--- begin ---

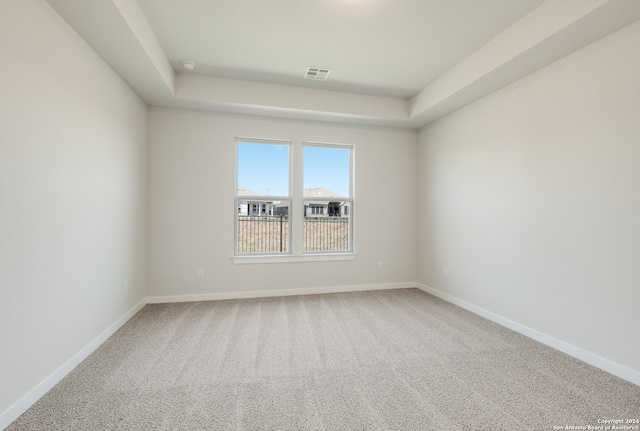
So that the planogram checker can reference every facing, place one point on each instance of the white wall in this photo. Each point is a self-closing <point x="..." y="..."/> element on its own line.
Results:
<point x="531" y="199"/>
<point x="191" y="206"/>
<point x="72" y="200"/>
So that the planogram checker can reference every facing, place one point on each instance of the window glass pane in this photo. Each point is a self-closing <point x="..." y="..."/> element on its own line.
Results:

--- end ---

> Exercise directions:
Write out all of the material above again, requests included, and add 77 to every x and y coordinate value in the results. Leave out the pictures.

> Exercise solution:
So that the planogram checker can reference every facing, place one point on each instance of the white wall in this photo. Each point is a self-closing <point x="..." y="..."/> element on its own line.
Results:
<point x="608" y="276"/>
<point x="268" y="283"/>
<point x="149" y="277"/>
So that the planogram checker can reference every facing, place one point on each instance of the window glass pane in this photo. Each point is a self-closing <point x="..." y="..."/> element on its own line.
Results:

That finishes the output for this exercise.